**Work instructions:**
Write out, word for word, the part of the listing below that opens with the line containing "Query: rough stone texture" and closes with the line containing "Spot the thin", keeping both of those lines and adding no others.

== == ==

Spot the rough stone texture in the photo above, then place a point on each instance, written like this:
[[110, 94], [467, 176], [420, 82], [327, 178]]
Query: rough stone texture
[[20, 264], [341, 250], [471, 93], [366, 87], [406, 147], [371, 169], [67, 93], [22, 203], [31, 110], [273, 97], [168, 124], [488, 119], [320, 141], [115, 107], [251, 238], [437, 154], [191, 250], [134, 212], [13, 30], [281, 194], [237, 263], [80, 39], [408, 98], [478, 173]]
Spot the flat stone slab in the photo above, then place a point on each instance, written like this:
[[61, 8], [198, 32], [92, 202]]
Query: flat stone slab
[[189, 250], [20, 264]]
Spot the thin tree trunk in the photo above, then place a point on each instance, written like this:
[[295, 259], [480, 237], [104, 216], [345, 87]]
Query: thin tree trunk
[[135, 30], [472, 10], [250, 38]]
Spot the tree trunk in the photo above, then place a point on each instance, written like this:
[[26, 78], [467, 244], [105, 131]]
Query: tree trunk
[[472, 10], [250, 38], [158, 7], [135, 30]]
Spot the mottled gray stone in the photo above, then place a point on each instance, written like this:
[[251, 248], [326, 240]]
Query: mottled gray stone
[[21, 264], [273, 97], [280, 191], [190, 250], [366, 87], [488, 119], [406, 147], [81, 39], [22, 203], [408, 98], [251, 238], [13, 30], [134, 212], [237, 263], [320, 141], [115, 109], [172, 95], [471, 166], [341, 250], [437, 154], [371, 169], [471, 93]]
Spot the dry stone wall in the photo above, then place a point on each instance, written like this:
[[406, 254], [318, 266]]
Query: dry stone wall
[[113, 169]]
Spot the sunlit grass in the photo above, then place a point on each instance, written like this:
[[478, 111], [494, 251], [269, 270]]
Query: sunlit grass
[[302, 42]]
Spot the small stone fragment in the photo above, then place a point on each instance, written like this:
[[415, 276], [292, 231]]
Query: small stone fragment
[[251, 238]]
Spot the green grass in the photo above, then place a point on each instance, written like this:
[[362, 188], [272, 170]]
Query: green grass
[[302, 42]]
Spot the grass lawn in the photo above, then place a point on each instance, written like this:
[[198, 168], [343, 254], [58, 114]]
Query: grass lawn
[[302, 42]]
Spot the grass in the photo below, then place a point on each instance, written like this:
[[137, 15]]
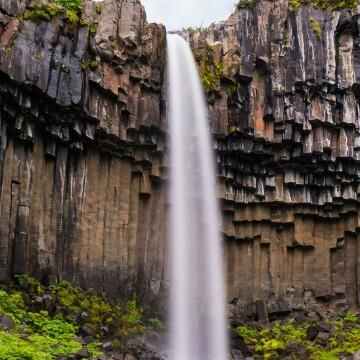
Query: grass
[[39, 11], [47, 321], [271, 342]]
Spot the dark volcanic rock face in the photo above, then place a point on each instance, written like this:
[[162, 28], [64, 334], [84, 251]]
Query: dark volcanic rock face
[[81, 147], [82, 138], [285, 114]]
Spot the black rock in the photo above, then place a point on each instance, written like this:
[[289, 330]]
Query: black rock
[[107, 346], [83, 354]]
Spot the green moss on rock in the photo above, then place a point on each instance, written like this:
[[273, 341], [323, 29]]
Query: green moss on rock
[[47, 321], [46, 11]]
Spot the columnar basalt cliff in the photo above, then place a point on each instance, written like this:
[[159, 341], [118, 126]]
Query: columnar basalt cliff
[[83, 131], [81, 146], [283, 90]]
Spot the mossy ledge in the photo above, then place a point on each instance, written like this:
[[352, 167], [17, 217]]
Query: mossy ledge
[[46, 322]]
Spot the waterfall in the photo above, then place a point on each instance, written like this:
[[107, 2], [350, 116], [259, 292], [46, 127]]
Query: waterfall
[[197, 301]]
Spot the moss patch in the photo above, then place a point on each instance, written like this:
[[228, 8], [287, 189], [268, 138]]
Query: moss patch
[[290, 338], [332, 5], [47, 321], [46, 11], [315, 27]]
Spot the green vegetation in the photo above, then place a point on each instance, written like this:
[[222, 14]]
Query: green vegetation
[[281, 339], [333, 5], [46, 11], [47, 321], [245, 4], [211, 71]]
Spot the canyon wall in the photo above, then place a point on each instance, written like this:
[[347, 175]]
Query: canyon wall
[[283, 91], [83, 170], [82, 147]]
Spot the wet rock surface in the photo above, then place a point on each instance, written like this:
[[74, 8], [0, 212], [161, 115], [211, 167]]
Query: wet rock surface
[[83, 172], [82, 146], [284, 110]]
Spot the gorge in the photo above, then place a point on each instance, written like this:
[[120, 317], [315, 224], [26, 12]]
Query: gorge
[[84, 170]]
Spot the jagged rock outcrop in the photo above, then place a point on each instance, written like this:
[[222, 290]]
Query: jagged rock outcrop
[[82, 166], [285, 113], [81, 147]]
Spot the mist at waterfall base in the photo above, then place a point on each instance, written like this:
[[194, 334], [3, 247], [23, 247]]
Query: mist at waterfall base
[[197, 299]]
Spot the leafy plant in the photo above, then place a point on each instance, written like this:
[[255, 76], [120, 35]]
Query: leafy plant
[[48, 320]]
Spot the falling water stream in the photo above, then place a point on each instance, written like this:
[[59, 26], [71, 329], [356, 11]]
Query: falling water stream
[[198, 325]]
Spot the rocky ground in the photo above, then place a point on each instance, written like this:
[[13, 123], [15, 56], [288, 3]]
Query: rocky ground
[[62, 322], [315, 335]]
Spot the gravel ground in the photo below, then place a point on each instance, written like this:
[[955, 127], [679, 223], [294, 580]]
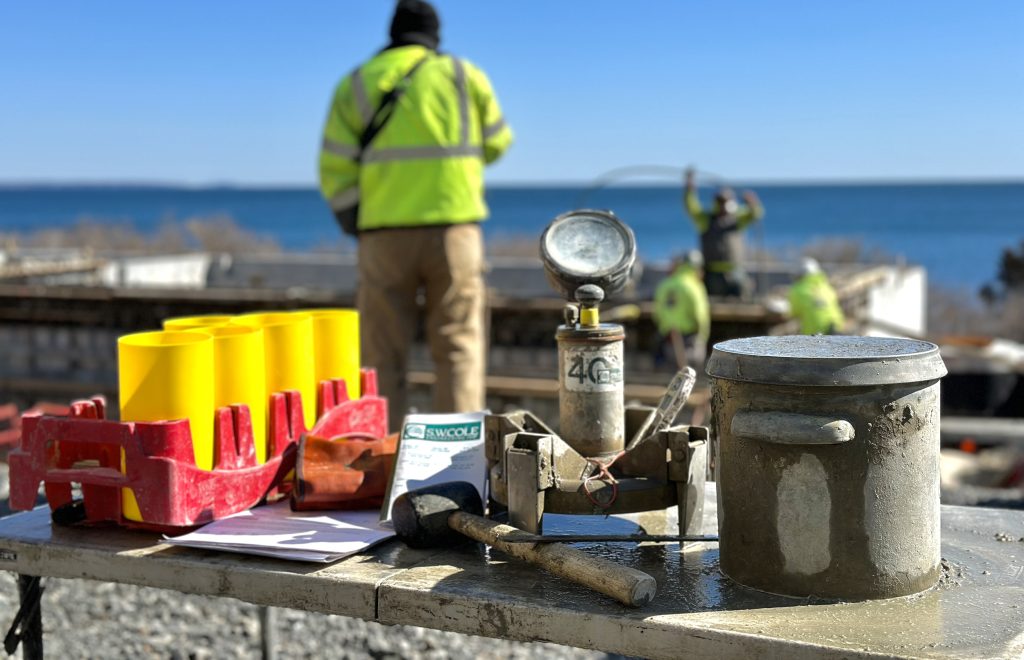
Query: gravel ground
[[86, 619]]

== == ==

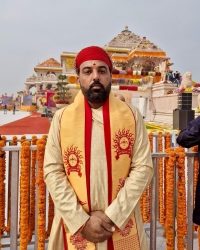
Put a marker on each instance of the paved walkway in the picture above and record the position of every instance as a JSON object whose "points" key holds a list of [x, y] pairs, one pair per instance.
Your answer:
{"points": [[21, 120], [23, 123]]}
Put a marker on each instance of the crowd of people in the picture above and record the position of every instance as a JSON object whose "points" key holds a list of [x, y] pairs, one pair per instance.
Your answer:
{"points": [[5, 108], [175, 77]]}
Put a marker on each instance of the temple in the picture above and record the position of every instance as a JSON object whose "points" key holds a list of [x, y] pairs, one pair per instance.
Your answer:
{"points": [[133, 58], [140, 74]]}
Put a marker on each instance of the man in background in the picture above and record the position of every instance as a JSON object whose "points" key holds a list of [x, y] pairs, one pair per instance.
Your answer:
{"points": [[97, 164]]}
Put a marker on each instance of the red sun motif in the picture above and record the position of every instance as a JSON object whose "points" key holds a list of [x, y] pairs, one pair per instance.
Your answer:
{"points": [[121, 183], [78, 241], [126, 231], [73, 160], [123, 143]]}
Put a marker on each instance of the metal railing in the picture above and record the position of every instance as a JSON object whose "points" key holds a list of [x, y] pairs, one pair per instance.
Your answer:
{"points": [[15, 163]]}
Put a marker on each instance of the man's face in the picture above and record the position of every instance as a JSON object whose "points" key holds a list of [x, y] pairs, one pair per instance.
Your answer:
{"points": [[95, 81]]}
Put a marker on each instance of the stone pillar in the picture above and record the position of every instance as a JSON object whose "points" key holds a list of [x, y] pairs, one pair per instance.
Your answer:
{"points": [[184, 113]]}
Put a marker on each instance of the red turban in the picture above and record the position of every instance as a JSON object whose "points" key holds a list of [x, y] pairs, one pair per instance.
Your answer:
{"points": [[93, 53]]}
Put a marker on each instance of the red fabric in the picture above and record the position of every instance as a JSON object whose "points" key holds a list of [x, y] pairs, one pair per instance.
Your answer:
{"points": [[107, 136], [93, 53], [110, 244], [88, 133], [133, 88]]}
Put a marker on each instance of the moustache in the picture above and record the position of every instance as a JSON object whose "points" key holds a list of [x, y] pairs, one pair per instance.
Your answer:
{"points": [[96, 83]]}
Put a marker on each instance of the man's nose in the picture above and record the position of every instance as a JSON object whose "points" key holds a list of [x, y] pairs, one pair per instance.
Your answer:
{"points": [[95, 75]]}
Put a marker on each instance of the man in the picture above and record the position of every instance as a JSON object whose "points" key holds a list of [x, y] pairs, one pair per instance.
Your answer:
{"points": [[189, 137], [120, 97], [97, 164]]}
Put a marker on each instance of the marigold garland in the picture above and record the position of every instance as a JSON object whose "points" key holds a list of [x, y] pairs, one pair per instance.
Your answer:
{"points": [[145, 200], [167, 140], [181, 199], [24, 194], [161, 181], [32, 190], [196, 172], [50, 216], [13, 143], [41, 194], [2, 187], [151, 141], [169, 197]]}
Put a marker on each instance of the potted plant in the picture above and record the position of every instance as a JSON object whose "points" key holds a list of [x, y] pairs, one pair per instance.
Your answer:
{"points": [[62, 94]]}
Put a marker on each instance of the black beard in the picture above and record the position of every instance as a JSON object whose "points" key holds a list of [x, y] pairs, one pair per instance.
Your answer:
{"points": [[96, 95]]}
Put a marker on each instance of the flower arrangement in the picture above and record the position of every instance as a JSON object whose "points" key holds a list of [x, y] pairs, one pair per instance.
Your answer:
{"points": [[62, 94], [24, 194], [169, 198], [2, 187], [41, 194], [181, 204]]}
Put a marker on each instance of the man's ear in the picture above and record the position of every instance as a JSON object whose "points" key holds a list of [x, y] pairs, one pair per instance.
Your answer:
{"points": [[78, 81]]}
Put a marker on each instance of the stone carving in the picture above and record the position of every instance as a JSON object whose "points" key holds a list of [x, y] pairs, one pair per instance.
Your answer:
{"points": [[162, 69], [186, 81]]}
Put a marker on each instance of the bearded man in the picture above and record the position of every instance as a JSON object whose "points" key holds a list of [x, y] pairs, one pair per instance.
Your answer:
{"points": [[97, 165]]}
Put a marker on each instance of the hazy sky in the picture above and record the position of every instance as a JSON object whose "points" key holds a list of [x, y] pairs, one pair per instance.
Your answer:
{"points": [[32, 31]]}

== == ==

**Written answer:**
Query: rough stone texture
[[20, 264], [341, 250], [471, 93], [366, 87], [406, 147], [371, 169], [67, 93], [22, 203], [31, 110], [273, 97], [168, 124], [488, 119], [320, 141], [115, 107], [251, 238], [437, 154], [191, 250], [134, 212], [13, 30], [281, 194], [237, 263], [80, 39], [408, 98], [478, 173]]
Spot the flat stone slab in the photo above, then place a point on each instance, written like this:
[[61, 8], [198, 32], [92, 202]]
Query: flat stone slab
[[189, 250], [20, 264]]
Spot the thin tree trunk in the photo above, then place a point on each instance, written like this:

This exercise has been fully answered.